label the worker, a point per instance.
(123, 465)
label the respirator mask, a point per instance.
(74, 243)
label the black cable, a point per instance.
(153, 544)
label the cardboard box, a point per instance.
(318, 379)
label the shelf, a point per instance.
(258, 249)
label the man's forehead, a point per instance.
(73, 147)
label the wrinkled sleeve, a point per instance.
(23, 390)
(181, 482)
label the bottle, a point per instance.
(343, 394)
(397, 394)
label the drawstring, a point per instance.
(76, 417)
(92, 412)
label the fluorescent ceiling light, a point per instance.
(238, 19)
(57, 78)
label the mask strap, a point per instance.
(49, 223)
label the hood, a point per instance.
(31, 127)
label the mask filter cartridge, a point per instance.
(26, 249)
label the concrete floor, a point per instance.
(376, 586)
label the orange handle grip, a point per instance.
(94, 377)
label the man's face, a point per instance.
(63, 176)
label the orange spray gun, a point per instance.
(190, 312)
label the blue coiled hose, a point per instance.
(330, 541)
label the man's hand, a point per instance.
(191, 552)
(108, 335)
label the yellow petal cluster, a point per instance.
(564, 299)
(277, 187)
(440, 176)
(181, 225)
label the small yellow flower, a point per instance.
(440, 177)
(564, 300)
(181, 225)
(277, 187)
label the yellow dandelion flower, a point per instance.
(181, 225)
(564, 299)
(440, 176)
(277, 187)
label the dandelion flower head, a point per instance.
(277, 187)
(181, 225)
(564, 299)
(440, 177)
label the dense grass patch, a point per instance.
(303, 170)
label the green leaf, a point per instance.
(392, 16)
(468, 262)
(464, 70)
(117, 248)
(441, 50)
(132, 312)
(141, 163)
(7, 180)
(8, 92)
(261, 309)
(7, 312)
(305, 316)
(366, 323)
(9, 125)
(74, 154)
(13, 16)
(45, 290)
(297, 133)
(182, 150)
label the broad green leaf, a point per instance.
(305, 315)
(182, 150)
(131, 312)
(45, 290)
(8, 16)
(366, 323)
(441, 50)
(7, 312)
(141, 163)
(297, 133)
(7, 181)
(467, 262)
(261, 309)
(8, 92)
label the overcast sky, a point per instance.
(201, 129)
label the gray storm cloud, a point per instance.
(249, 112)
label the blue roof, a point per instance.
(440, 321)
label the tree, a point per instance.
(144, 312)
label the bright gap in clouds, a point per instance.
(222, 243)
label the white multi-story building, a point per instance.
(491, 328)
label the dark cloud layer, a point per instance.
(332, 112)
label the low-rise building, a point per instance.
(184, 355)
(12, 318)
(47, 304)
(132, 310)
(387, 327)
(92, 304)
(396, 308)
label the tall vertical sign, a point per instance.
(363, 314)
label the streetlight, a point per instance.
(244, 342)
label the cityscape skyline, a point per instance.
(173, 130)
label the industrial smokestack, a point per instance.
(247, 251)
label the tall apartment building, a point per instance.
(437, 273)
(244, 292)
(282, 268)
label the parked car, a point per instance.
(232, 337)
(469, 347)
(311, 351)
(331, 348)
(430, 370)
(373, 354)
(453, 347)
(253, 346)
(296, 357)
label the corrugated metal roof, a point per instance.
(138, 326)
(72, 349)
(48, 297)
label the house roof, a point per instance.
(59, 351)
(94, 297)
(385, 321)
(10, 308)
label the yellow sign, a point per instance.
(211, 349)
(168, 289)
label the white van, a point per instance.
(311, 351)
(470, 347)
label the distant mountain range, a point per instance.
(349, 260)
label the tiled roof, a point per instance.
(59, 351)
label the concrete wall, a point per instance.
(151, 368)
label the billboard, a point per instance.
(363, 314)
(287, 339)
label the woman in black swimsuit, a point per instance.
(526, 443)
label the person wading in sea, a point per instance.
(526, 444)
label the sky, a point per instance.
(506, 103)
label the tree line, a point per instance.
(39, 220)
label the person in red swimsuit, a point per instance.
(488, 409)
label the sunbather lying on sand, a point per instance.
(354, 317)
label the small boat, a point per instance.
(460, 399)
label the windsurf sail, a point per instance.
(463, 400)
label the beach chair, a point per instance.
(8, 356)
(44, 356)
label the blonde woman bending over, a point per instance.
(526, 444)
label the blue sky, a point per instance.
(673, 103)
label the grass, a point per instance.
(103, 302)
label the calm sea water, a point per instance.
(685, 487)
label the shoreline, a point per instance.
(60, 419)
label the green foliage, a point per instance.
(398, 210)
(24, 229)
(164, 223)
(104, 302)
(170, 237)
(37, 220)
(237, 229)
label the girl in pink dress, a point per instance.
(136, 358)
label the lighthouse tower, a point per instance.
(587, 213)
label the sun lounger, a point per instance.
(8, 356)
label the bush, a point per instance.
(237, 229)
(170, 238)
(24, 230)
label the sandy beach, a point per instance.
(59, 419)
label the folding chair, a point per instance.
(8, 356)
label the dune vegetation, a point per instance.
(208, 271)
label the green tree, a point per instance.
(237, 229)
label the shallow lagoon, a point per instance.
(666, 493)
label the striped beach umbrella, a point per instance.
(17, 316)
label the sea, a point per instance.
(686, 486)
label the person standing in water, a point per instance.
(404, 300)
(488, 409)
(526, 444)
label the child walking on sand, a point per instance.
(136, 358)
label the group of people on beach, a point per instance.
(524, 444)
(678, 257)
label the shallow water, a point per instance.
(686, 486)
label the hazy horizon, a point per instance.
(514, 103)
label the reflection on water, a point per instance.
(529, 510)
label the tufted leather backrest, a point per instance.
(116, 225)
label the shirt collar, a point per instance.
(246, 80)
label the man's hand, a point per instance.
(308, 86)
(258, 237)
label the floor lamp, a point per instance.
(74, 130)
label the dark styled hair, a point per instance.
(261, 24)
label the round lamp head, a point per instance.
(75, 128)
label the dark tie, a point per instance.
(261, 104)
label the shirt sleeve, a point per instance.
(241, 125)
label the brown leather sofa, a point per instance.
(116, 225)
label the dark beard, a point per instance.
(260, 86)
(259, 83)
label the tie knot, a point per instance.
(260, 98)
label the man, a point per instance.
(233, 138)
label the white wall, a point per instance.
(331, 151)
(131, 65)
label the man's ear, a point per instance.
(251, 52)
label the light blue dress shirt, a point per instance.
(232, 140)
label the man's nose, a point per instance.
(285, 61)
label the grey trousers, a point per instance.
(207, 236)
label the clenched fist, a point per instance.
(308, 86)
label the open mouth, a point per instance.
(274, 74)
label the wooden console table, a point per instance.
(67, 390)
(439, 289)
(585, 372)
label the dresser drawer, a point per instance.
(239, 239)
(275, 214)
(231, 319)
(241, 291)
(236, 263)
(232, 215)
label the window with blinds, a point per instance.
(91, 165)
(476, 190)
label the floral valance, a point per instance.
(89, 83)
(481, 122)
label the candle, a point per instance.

____________

Return every item above word for word, without changing anything.

> Reply to the exercise:
label the worker, a point per instance.
(123, 465)
label the respirator mask, a point per instance.
(74, 243)
label the black cable, a point per instance.
(153, 544)
label the cardboard box, a point per instance.
(318, 379)
label the shelf, a point per instance.
(258, 249)
label the man's forehead, a point per instance.
(73, 147)
label the wrinkled sleeve, a point per instance.
(23, 390)
(181, 482)
label the bottle, a point per instance.
(343, 394)
(397, 394)
label the drawstring, a point per instance.
(76, 417)
(92, 412)
label the fluorescent ceiling light, a point per instance.
(238, 19)
(57, 78)
label the mask strap, a point per instance.
(49, 223)
label the hood, a point per instance.
(31, 127)
label the mask filter cartridge, a point per instance.
(26, 249)
label the concrete floor, a point per instance.
(376, 586)
label the orange handle grip, a point per instance.
(94, 377)
label the man's face, a point per instance.
(63, 176)
label the orange spray gun, a point per instance.
(190, 312)
label the blue coiled hose, a point per instance.
(330, 541)
label the man's hand, a point per instance.
(191, 552)
(108, 335)
label the yellow petal cluster, a point per instance.
(564, 299)
(277, 187)
(440, 176)
(181, 225)
label the small yellow flower, a point per instance.
(440, 177)
(564, 300)
(181, 225)
(277, 187)
label the yellow dandelion flower, a point per instance.
(181, 225)
(564, 299)
(440, 176)
(277, 187)
label the dandelion flower head, a point per instance.
(277, 187)
(181, 225)
(564, 299)
(440, 177)
label the dense grass patch, a point per instance.
(303, 170)
label the green leaf, a point per instance.
(392, 16)
(468, 262)
(464, 70)
(117, 248)
(441, 50)
(132, 312)
(141, 163)
(7, 180)
(8, 92)
(261, 309)
(7, 312)
(305, 316)
(366, 323)
(9, 125)
(74, 154)
(13, 16)
(45, 290)
(297, 133)
(182, 150)
label the broad green leaf, a point per instance.
(305, 315)
(182, 150)
(131, 312)
(45, 290)
(8, 16)
(366, 323)
(441, 50)
(7, 312)
(141, 163)
(297, 133)
(7, 181)
(467, 262)
(261, 309)
(8, 92)
label the overcast sky, a point per instance.
(201, 129)
label the gray storm cloud, a point per instance.
(249, 112)
label the blue roof, a point per instance.
(440, 321)
label the tree, a point per instance.
(144, 312)
label the bright gap in clouds, a point per instance.
(222, 243)
label the white multi-story building, a point per instance.
(491, 328)
label the dark cloud layer, a point per instance.
(332, 112)
label the low-rise building, a point per instance.
(184, 355)
(12, 318)
(47, 304)
(132, 310)
(387, 327)
(92, 304)
(396, 308)
label the tall vertical sign, a point per instance.
(363, 314)
label the streetlight, a point per instance.
(244, 342)
label the cityscape skyline, a point per instance.
(173, 130)
label the industrial smokestack, a point per instance.
(247, 251)
label the tall apartment building, a point per instance.
(437, 273)
(244, 292)
(282, 268)
label the parked car, a point per instance.
(232, 337)
(469, 347)
(311, 351)
(331, 348)
(430, 370)
(373, 354)
(453, 347)
(253, 346)
(296, 357)
label the corrugated metal roof, a point per instance.
(138, 326)
(72, 349)
(48, 297)
label the house roof, a point per instance.
(59, 351)
(94, 297)
(385, 321)
(10, 308)
label the yellow sign, a point per instance.
(211, 349)
(168, 289)
label the white van, a point per instance.
(311, 351)
(470, 347)
label the distant mountain range, a point per instance.
(349, 260)
label the tiled roof, a point per instance.
(59, 351)
label the concrete wall, a point per instance.
(151, 368)
label the billboard, a point per instance.
(363, 314)
(287, 339)
label the woman in black swimsuit, a point per instance.
(526, 443)
label the person wading in sea, a point per instance.
(526, 444)
label the sky, a point per instance.
(506, 103)
label the tree line, a point per instance.
(39, 220)
label the person in red swimsuit, a point per instance.
(488, 409)
label the sunbather lying on sand, a point per instance.
(354, 317)
label the small boat, a point per instance.
(460, 399)
label the windsurf sail, a point per instance.
(463, 400)
label the beach chair, a point per instance.
(8, 356)
(44, 356)
label the blonde woman bending over, a point per instance.
(526, 444)
label the blue sky, a point per instance.
(673, 103)
label the grass, a point per instance.
(103, 302)
label the calm sea water, a point per instance.
(685, 487)
label the shoreline, a point per instance.
(60, 419)
label the green foliage, a point per instance.
(398, 210)
(24, 229)
(164, 223)
(104, 302)
(170, 237)
(37, 220)
(237, 229)
label the girl in pink dress, a point per instance.
(136, 358)
label the lighthouse tower, a point per instance.
(587, 213)
label the sun lounger, a point per instance.
(8, 356)
label the bush, a point per instance.
(237, 229)
(170, 238)
(24, 230)
label the sandy beach, a point per instance.
(59, 419)
label the folding chair, a point per instance.
(8, 356)
label the dune vegetation, a point per instance.
(208, 271)
label the green tree, a point per instance.
(237, 229)
label the shallow lagoon, a point per instance.
(666, 493)
label the striped beach umbrella, a point per instance.
(17, 316)
label the sea, a point per instance.
(686, 486)
label the person standing in water, a point per instance.
(404, 300)
(488, 409)
(526, 444)
label the child walking on sand, a point per instance.
(136, 358)
label the group of people on beach, a point per instance.
(524, 444)
(678, 257)
label the shallow water, a point per instance.
(686, 486)
label the hazy horizon, a point per instance.
(514, 103)
label the reflection on water, a point per instance.
(529, 510)
label the tufted leather backrest, a point per instance.
(116, 225)
label the shirt collar, a point per instance.
(246, 80)
label the man's hand, a point per instance.
(308, 86)
(258, 237)
label the floor lamp, a point per instance.
(74, 130)
label the dark styled hair, a point per instance.
(261, 24)
label the round lamp head, a point per instance.
(75, 128)
label the dark tie, a point per instance.
(261, 104)
label the shirt sleeve, a point per instance.
(241, 125)
label the brown leather sofa, a point per instance.
(116, 225)
label the dark beard, a point per instance.
(260, 86)
(259, 83)
label the tie knot, a point per instance.
(260, 98)
label the man, a point per instance.
(233, 138)
label the white wall, a point per instance.
(331, 151)
(131, 65)
label the man's ear, a point per instance.
(251, 52)
label the light blue dress shirt, a point per instance.
(232, 140)
label the man's nose, a point per instance.
(285, 61)
label the grey trousers, a point per instance.
(207, 236)
label the clenched fist, a point per instance.
(308, 86)
label the open mouth, a point per instance.
(274, 74)
label the wooden console table, a point per instance.
(67, 390)
(439, 289)
(585, 372)
label the dresser drawer, a point per instance.
(239, 239)
(275, 214)
(231, 319)
(241, 291)
(236, 263)
(232, 215)
label the window with blinds, a point per instance.
(91, 165)
(476, 190)
label the floral valance, a point per instance.
(89, 83)
(481, 122)
label the candle, a point per instance.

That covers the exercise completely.